→ The exercise
Output all the material that follows, exactly as given.

— start —

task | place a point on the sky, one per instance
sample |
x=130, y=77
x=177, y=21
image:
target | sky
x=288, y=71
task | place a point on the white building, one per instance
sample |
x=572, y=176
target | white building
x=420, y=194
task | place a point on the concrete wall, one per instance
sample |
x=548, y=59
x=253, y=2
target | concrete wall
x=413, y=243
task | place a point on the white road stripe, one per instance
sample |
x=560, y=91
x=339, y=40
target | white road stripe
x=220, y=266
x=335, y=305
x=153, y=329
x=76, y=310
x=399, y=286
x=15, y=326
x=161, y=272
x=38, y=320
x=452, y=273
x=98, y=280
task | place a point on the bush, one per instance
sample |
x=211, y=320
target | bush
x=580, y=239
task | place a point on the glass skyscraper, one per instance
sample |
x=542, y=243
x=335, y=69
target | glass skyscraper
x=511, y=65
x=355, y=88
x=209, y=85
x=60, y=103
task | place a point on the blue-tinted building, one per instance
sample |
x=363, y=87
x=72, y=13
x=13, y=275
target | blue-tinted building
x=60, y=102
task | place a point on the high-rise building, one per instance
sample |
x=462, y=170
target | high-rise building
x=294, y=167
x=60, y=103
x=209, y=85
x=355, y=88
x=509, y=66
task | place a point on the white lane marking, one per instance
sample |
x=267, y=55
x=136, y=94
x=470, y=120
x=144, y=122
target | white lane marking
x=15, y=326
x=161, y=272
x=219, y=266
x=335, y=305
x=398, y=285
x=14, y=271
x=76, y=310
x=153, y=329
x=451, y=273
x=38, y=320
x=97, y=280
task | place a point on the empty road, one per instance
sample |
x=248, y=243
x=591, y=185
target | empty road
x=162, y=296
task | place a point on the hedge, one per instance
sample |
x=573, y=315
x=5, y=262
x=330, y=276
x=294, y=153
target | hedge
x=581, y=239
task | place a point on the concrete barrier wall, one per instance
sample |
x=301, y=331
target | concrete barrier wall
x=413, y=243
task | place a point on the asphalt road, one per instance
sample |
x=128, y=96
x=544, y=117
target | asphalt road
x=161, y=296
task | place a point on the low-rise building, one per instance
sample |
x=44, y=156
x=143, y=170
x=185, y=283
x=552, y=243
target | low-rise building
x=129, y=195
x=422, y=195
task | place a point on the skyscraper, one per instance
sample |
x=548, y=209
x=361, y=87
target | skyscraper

— end —

→ Response
task | place a point on the sky, one per instance
sample |
x=130, y=77
x=177, y=21
image:
target | sky
x=288, y=71
task | place a point on the white building, one per instance
sample |
x=572, y=176
target | white building
x=420, y=194
task | place a point on the concrete wall, one per instance
sample |
x=548, y=59
x=253, y=2
target | concrete wall
x=413, y=243
task | place a point on the white road stripe, one per instance
sample |
x=560, y=91
x=339, y=40
target | white road stripe
x=220, y=266
x=335, y=305
x=153, y=329
x=76, y=310
x=399, y=286
x=15, y=326
x=161, y=272
x=38, y=320
x=452, y=273
x=98, y=280
task | place a point on the bush, one per instance
sample |
x=211, y=320
target | bush
x=580, y=239
task | place a point on the glass skyscraper, one per instance
sample |
x=542, y=243
x=335, y=69
target | glass skyscraper
x=511, y=65
x=355, y=88
x=209, y=85
x=60, y=103
task | place a point on the blue-tinted building, one per instance
sample |
x=363, y=87
x=72, y=13
x=13, y=275
target | blue-tinted building
x=60, y=102
task | place a point on the high-rise building, one per instance
sample |
x=462, y=170
target | high-rise building
x=294, y=167
x=60, y=103
x=209, y=85
x=355, y=88
x=509, y=66
task | place a point on the white lane marking, one per instance
sample |
x=267, y=55
x=136, y=94
x=470, y=120
x=144, y=122
target | white lane marking
x=15, y=326
x=161, y=272
x=219, y=266
x=335, y=305
x=398, y=285
x=14, y=271
x=76, y=310
x=153, y=329
x=451, y=273
x=38, y=320
x=97, y=280
task | place a point on the empty road, one per instance
sample |
x=248, y=243
x=591, y=185
target | empty road
x=162, y=296
task | place a point on the hedge, one per instance
sample |
x=573, y=315
x=5, y=262
x=330, y=276
x=294, y=153
target | hedge
x=581, y=239
task | place a point on the concrete barrier wall, one per instance
sample |
x=301, y=331
target | concrete barrier wall
x=413, y=243
task | place a point on the asphalt road, one per instance
sample |
x=128, y=96
x=544, y=117
target | asphalt road
x=161, y=296
task | place a point on the low-rise building, one per instance
sample |
x=44, y=156
x=143, y=170
x=185, y=283
x=552, y=243
target | low-rise building
x=129, y=195
x=422, y=195
task | place a point on the skyscraper, one per instance
sample |
x=548, y=209
x=361, y=87
target | skyscraper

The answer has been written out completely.